(begin)
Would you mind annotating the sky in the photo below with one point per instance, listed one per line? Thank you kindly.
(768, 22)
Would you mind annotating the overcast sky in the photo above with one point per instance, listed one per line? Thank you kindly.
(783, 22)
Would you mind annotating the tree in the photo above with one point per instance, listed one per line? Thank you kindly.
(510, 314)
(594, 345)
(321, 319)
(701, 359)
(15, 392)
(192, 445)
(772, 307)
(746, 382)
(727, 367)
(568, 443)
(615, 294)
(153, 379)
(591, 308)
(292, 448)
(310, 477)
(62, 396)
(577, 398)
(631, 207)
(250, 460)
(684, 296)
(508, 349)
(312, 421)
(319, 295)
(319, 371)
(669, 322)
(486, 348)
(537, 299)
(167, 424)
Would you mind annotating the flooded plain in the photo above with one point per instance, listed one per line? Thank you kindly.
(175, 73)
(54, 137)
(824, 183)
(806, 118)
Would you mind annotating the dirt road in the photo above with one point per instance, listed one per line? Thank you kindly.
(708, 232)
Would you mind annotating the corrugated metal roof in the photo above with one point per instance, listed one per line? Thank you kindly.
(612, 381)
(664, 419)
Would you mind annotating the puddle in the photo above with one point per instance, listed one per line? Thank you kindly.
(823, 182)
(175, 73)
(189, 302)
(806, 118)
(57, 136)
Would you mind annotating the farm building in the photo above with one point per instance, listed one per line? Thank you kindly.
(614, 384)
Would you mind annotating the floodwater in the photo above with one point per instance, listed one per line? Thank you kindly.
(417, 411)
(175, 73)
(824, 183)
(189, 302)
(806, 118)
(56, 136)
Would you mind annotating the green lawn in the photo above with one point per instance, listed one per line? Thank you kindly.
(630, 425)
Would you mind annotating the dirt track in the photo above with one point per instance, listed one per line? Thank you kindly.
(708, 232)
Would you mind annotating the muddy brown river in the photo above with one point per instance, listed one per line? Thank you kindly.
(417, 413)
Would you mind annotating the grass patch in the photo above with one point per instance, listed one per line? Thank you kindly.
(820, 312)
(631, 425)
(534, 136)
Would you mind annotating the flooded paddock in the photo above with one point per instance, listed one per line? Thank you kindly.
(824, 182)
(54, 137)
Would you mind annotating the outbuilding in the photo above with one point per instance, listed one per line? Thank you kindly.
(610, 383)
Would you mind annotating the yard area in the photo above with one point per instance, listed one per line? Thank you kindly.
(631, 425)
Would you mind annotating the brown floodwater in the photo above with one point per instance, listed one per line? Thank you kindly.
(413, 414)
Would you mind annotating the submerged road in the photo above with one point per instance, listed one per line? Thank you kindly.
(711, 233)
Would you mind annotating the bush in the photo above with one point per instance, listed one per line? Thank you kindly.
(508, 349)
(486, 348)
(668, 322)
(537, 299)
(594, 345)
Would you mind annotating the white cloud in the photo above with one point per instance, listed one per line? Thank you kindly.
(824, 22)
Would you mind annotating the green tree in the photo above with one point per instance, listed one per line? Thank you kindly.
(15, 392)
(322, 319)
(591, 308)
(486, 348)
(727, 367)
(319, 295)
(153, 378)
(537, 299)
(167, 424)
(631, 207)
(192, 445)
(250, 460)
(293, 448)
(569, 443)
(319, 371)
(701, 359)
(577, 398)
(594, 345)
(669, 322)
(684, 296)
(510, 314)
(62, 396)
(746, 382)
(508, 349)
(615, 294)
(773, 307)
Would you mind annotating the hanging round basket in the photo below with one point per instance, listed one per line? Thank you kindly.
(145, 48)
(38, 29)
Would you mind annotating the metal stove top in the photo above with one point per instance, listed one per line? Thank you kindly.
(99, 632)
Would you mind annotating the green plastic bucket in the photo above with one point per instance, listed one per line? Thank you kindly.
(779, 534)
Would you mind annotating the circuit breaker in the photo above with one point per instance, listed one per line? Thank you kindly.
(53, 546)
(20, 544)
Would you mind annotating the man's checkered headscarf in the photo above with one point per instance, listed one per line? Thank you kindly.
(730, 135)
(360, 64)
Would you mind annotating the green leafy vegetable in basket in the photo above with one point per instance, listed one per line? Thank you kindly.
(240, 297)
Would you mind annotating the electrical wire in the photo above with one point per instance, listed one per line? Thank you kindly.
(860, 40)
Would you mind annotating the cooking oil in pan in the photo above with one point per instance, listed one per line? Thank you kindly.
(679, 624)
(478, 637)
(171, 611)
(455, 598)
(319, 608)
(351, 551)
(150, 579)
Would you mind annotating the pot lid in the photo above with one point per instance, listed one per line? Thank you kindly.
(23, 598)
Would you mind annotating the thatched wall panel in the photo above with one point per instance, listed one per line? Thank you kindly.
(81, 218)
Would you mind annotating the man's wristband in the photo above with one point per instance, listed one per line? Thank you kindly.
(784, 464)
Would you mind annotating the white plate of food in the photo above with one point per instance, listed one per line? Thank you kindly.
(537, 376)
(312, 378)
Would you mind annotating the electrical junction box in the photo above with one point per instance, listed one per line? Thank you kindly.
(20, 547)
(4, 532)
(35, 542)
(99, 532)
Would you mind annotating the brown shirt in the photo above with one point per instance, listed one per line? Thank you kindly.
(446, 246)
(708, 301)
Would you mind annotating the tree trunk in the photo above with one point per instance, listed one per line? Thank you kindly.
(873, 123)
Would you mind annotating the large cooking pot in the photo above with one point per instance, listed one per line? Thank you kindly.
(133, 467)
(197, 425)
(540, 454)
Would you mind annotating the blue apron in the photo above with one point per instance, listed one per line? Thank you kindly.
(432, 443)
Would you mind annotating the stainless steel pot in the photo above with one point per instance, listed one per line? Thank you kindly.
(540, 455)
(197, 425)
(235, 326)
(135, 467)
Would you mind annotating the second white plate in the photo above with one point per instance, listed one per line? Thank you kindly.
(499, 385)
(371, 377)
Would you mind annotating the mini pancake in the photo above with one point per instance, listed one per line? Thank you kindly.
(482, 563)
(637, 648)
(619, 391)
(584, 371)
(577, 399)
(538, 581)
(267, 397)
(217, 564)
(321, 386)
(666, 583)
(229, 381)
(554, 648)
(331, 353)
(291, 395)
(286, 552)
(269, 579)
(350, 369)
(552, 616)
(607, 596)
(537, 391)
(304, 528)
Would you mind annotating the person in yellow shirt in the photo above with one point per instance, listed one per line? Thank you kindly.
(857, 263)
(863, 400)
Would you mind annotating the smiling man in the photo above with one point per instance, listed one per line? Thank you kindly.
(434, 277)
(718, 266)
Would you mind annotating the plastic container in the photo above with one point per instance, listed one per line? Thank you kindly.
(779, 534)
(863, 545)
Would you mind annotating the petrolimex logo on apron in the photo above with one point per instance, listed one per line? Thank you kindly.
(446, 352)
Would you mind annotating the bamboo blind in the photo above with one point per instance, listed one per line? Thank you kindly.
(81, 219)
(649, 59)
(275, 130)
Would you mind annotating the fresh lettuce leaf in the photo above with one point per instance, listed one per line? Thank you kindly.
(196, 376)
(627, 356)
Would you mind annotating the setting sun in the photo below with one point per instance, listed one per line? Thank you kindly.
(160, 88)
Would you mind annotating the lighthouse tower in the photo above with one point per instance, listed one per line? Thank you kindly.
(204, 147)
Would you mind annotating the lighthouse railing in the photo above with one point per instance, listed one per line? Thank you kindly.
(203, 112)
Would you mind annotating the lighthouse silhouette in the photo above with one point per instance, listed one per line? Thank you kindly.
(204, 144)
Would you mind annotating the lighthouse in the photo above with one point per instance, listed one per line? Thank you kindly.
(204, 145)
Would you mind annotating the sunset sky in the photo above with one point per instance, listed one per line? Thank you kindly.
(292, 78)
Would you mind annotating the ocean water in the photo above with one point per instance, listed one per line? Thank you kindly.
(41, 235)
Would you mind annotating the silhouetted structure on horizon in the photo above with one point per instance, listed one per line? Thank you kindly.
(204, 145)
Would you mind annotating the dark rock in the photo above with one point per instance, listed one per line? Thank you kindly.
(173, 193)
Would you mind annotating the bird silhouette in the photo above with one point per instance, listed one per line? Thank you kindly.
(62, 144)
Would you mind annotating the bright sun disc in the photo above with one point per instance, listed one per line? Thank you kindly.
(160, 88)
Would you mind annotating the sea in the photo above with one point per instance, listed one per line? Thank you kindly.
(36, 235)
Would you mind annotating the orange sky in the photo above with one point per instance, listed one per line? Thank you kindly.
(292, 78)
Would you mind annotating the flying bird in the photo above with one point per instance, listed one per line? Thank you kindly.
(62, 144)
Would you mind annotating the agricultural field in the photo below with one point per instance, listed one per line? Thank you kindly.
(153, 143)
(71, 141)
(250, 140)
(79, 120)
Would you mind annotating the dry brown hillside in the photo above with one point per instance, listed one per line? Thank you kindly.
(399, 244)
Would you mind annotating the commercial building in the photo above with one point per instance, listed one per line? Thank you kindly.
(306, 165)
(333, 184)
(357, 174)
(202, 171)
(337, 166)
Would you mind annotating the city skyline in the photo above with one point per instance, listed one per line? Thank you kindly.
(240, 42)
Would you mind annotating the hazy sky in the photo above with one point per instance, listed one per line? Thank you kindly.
(end)
Copy the lines verbatim, starting at the line containing "Would you mind annotating the dry" and continuing through the last line of the records, both ends included.

Would you mind annotating the dry brown hillside in the photo above with one point per instance, listed one per line? Thank you kindly.
(399, 244)
Would you mind annotating the commercial building in the photo above with one point per instance, listed one per line? Thank you kindly.
(306, 165)
(333, 184)
(357, 174)
(202, 171)
(337, 166)
Would you mind annotating the city skyline in the photo above with one point per instance, listed one per line? Thank you kindly.
(240, 42)
Would you mind annotating the hazy sky in the photo above with one point per instance, listed one per line? Thank you kindly.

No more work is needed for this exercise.